Give only the number of lines in the entries below that contain the string "blue", counting case-sensitively.

=== RECORDS TO PROCESS ===

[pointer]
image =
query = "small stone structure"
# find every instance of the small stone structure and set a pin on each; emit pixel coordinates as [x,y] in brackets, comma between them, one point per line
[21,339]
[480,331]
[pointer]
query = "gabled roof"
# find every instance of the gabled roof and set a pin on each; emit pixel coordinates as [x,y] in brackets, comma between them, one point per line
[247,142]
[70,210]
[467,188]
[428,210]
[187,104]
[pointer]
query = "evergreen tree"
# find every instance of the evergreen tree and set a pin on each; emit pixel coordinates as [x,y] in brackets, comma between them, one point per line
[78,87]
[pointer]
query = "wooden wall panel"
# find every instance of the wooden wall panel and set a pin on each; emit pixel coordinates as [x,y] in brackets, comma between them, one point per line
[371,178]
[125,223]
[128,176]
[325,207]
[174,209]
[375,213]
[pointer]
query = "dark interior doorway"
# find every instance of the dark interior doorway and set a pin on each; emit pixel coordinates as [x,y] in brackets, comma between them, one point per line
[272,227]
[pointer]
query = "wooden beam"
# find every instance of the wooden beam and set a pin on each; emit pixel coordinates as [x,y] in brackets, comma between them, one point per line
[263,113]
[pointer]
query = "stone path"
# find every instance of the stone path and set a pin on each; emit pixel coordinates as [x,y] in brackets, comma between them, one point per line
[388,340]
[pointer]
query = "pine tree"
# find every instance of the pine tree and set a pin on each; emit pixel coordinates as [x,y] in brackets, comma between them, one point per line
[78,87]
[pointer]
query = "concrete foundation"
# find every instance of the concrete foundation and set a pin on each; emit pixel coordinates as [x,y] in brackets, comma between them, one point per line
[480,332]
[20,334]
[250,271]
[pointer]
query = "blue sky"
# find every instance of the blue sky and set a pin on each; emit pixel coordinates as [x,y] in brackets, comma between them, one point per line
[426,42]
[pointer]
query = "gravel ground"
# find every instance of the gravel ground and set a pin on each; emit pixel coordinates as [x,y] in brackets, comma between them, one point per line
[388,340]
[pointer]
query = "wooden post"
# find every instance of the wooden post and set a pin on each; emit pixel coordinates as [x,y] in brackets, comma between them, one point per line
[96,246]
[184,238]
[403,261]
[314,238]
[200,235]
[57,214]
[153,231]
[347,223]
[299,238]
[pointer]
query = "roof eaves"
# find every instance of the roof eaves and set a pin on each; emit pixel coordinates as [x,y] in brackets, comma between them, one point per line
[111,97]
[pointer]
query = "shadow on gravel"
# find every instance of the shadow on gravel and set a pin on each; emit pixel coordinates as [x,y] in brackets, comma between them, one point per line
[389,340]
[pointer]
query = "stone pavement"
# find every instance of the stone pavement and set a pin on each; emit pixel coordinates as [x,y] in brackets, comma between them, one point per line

===

> SOLUTION
2